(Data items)
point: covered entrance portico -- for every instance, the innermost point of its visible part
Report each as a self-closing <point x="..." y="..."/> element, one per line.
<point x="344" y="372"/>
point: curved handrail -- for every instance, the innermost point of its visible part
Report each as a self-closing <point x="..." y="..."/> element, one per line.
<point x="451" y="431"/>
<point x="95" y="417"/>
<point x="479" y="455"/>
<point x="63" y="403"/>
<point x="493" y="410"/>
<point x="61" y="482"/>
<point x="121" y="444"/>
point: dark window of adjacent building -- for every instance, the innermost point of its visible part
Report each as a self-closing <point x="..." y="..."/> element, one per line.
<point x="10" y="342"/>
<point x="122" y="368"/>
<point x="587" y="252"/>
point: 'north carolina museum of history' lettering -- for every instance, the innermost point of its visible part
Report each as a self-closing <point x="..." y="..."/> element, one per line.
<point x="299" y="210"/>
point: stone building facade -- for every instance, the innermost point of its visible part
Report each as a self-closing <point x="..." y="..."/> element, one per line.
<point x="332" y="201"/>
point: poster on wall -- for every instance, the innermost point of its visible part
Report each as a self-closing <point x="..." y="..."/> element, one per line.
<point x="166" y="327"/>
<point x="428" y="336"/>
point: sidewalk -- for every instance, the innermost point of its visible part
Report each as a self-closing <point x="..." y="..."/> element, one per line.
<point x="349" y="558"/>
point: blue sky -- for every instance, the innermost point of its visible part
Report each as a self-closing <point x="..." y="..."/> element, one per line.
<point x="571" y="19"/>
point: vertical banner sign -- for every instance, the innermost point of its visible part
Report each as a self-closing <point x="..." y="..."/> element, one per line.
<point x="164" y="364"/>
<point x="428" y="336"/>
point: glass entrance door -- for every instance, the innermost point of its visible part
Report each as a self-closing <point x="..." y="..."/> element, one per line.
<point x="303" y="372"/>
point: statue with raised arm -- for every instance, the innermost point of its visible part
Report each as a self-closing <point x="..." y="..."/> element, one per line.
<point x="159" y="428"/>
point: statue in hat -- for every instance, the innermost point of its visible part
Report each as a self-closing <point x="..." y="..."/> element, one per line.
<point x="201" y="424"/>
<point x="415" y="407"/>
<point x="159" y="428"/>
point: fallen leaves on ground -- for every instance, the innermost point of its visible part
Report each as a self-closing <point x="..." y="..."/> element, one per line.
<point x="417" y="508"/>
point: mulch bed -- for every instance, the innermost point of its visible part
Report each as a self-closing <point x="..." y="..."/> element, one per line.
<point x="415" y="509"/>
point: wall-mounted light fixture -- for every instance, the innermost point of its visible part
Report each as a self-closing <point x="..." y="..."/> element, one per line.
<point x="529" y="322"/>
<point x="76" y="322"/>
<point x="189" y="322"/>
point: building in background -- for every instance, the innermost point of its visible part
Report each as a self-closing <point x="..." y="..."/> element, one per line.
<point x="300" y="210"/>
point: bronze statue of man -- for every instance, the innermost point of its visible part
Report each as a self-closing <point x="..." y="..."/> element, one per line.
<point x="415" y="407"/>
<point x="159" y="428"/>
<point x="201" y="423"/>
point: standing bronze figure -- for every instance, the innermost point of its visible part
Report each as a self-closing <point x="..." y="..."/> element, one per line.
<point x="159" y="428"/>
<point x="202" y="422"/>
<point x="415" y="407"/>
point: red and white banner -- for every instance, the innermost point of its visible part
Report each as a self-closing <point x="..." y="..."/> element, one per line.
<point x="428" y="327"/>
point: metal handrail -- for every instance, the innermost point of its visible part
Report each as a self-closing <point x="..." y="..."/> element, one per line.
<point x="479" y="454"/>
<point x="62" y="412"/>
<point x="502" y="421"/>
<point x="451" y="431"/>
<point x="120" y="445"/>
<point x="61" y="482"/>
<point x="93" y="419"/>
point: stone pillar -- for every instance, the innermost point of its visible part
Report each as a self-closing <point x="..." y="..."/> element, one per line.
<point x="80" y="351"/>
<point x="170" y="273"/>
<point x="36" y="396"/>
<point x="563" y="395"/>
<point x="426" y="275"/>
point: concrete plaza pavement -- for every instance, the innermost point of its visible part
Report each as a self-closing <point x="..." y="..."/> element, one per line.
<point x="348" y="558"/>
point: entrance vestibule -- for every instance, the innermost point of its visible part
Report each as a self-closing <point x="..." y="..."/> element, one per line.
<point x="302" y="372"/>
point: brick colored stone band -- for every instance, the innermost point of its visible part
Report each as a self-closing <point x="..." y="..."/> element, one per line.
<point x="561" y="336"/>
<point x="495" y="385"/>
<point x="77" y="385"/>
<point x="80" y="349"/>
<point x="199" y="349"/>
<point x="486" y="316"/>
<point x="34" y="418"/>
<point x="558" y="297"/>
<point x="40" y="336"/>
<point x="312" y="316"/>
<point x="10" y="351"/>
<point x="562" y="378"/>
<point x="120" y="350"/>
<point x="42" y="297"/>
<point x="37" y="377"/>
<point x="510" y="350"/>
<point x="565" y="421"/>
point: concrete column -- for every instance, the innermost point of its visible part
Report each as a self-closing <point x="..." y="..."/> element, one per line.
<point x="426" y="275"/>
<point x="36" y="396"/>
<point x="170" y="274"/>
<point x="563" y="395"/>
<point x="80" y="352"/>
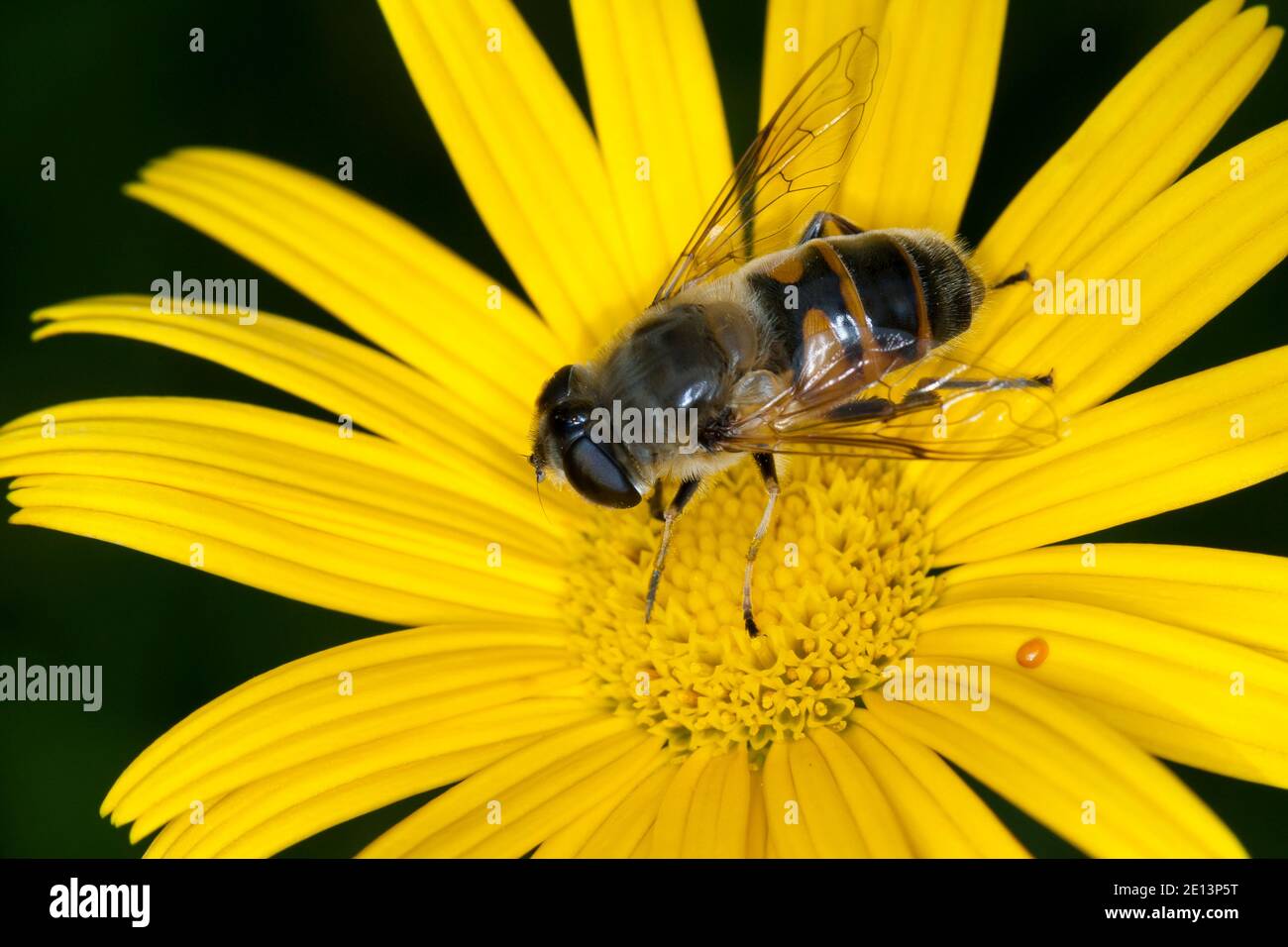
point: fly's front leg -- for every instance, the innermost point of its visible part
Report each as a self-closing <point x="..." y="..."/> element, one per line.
<point x="678" y="502"/>
<point x="655" y="501"/>
<point x="765" y="464"/>
<point x="819" y="222"/>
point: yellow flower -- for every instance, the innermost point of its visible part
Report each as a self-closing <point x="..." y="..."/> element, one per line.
<point x="531" y="681"/>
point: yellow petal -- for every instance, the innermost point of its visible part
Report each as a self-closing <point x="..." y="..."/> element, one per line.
<point x="368" y="266"/>
<point x="1231" y="694"/>
<point x="784" y="809"/>
<point x="716" y="823"/>
<point x="1134" y="144"/>
<point x="282" y="449"/>
<point x="527" y="158"/>
<point x="677" y="805"/>
<point x="660" y="123"/>
<point x="355" y="746"/>
<point x="269" y="815"/>
<point x="1184" y="258"/>
<point x="348" y="379"/>
<point x="823" y="806"/>
<point x="574" y="838"/>
<point x="1237" y="596"/>
<point x="317" y="674"/>
<point x="883" y="835"/>
<point x="218" y="525"/>
<point x="918" y="158"/>
<point x="630" y="823"/>
<point x="1162" y="449"/>
<point x="553" y="801"/>
<point x="1063" y="766"/>
<point x="940" y="815"/>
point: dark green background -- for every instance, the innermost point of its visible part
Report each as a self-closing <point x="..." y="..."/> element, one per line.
<point x="103" y="86"/>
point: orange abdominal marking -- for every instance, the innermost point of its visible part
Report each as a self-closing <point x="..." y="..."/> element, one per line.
<point x="1033" y="652"/>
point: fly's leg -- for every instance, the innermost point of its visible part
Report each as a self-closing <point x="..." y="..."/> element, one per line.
<point x="814" y="228"/>
<point x="765" y="464"/>
<point x="678" y="502"/>
<point x="655" y="501"/>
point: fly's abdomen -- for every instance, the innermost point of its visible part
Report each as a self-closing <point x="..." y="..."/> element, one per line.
<point x="888" y="295"/>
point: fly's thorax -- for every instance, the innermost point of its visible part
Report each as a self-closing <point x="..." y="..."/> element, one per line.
<point x="898" y="292"/>
<point x="665" y="381"/>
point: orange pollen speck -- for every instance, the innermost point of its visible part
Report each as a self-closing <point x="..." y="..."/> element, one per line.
<point x="1033" y="652"/>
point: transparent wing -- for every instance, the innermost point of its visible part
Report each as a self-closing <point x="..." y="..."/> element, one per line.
<point x="947" y="406"/>
<point x="791" y="170"/>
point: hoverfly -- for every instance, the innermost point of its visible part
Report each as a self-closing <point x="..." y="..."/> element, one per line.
<point x="786" y="329"/>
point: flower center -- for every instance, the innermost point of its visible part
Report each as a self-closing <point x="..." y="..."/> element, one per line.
<point x="838" y="582"/>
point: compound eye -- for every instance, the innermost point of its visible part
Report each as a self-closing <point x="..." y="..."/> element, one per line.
<point x="568" y="420"/>
<point x="597" y="476"/>
<point x="558" y="386"/>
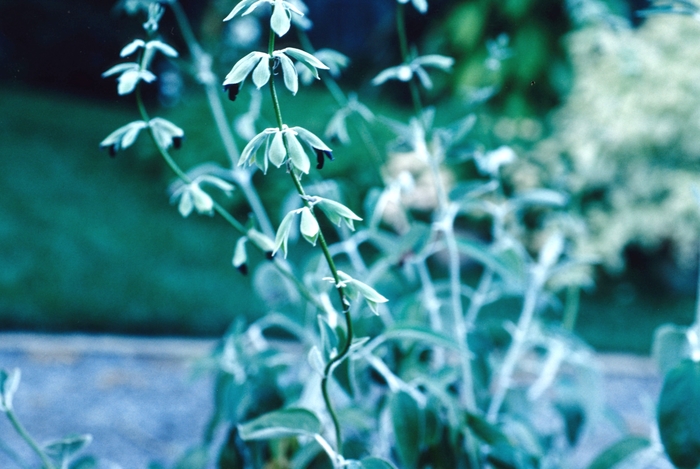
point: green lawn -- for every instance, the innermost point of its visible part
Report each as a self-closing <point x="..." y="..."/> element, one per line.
<point x="92" y="243"/>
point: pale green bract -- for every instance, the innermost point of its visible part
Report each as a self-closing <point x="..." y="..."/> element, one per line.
<point x="405" y="72"/>
<point x="130" y="75"/>
<point x="9" y="382"/>
<point x="281" y="18"/>
<point x="258" y="63"/>
<point x="354" y="287"/>
<point x="282" y="146"/>
<point x="420" y="5"/>
<point x="192" y="196"/>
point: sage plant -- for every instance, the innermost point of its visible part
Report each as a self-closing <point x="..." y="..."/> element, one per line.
<point x="408" y="382"/>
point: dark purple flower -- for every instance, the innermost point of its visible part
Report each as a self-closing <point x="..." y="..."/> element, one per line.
<point x="232" y="89"/>
<point x="321" y="156"/>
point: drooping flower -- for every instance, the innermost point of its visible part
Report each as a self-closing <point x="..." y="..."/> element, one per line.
<point x="258" y="63"/>
<point x="281" y="18"/>
<point x="192" y="196"/>
<point x="405" y="72"/>
<point x="282" y="146"/>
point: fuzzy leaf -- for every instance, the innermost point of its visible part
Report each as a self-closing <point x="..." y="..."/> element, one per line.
<point x="329" y="338"/>
<point x="309" y="60"/>
<point x="165" y="132"/>
<point x="309" y="226"/>
<point x="132" y="47"/>
<point x="120" y="68"/>
<point x="163" y="47"/>
<point x="337" y="212"/>
<point x="277" y="152"/>
<point x="9" y="382"/>
<point x="434" y="60"/>
<point x="280" y="21"/>
<point x="316" y="360"/>
<point x="238" y="8"/>
<point x="376" y="463"/>
<point x="243" y="67"/>
<point x="289" y="72"/>
<point x="64" y="450"/>
<point x="240" y="256"/>
<point x="252" y="147"/>
<point x="421" y="334"/>
<point x="678" y="410"/>
<point x="618" y="452"/>
<point x="261" y="74"/>
<point x="263" y="243"/>
<point x="282" y="236"/>
<point x="281" y="424"/>
<point x="311" y="138"/>
<point x="385" y="75"/>
<point x="408" y="421"/>
<point x="299" y="158"/>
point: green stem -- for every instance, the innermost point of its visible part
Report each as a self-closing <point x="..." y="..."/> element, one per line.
<point x="573" y="300"/>
<point x="344" y="303"/>
<point x="405" y="56"/>
<point x="342" y="100"/>
<point x="30" y="441"/>
<point x="208" y="80"/>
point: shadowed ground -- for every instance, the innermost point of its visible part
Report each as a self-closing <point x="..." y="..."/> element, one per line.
<point x="139" y="400"/>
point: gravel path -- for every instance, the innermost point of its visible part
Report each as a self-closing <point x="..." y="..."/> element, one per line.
<point x="139" y="400"/>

» **SHORT EXERCISE**: Output the lines from the line containing "point: green stem" to the end, both included; add nothing.

» **SOLUTION TO THE PROBLEM**:
point: green stem -- for every instance, the innermost point of its visible part
Report each as a self-closing <point x="..." y="..."/> element, one per line.
<point x="573" y="300"/>
<point x="344" y="303"/>
<point x="405" y="56"/>
<point x="342" y="100"/>
<point x="30" y="441"/>
<point x="208" y="80"/>
point: shadowed ground -- for every instance, the innermost point of its visible part
Report each as a self-closing <point x="..." y="..."/> element, one per line.
<point x="139" y="400"/>
point: gravel path -- for every instance, the innermost point of its visible part
Report each as a self-closing <point x="..." y="..."/> element, one per line.
<point x="139" y="400"/>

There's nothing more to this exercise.